Text shown:
┄┄┄┄┄┄┄┄┄┄┄┄┄┄┄┄┄┄┄┄
On a warm and cloudless Sunday afternoon in the middle of August, Michelito Lagravere strode into the brand-new Caliente Plaza de Toros in downtown Tijuana to the sound of his name chanted by 3,000 spectators. Barely taller than a bull himself—hence his name, Little Michel, after his father, a French-born bullfighter—Lagravere is unassuming and affable in person, but confident and charismatic in the ring. At 19 years old, he has already notched more than 100 kills, at least four times as many as the average aspiring matador, or novillero, of the same age.

Lagravere is the youngest bullfighter in history to earn the official title of matador; prior to him, that record had been held for over 50 years by Luis Miguel Dominguín, the man immortalized in Hemingway’s The Dangerous Summer. Growing up under his father’s tutelage, Lagravere first fought in front of audiences at the age of six, and has known he wanted to fight since he was four. That afternoon, he worked close to the bull, comfortably professional: every inch the prodigy.

Michelito Lagravere. Photo by: Jose Pelayo

He swooped in for the kill, quick and agile, his sword bouncing off the bone twice. On the third hit, the bull dropped hard to the dirt. It was a clean kill as far as bullfighting goes, and certainly better those managed by the two more senior toreadors who preceded him that day.
┄┄┄┄┄┄┄┄┄┄┄┄┄┄┄┄┄┄┄┄
Source excerpt:

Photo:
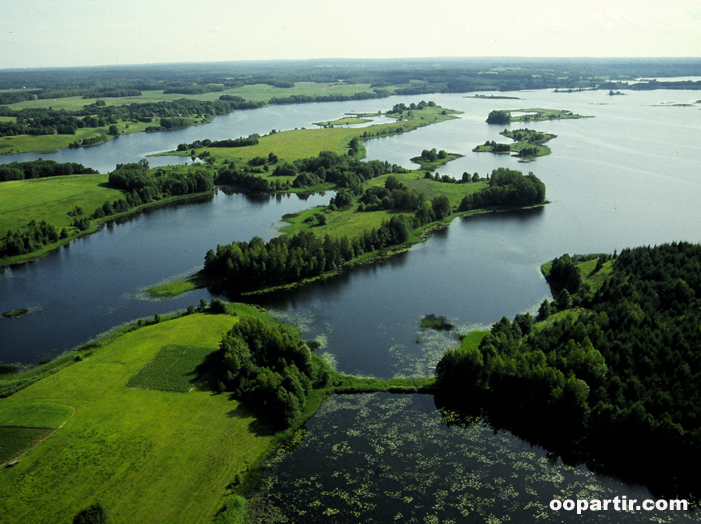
┄┄┄┄┄┄┄┄┄┄┄┄┄┄┄┄┄┄┄┄
Task to complete: Extend the piece about young matador Michelito Lagravere above, picking up right after its last sentence.

Task answer:
Antonio Garcia, billed as El Chihuahua, had entered the arena first with a bandage on his right hand. He’d sustained the injury the day before at a vineyard south of town in an informal mano a mano bout against his competitor, Alfredo Rios, a.k.a. El Conde, who would follow him in Tijuana the next day. At the vineyard on Saturday, where seats at the private ring easily netted $300, he’d finished off his bull with one plunge, despite his injury. In Tijuana he didn’t fare as well, landing the sword in the bull’s flank and stalking the wounded animal around the ring, jabbing at its neck again and again until it toppled. El Conde’s kill in Tijuana went even worse. He brought the bull down but failed to kill it; it fell to one of his subordinates to come out and finish the job with a short sword.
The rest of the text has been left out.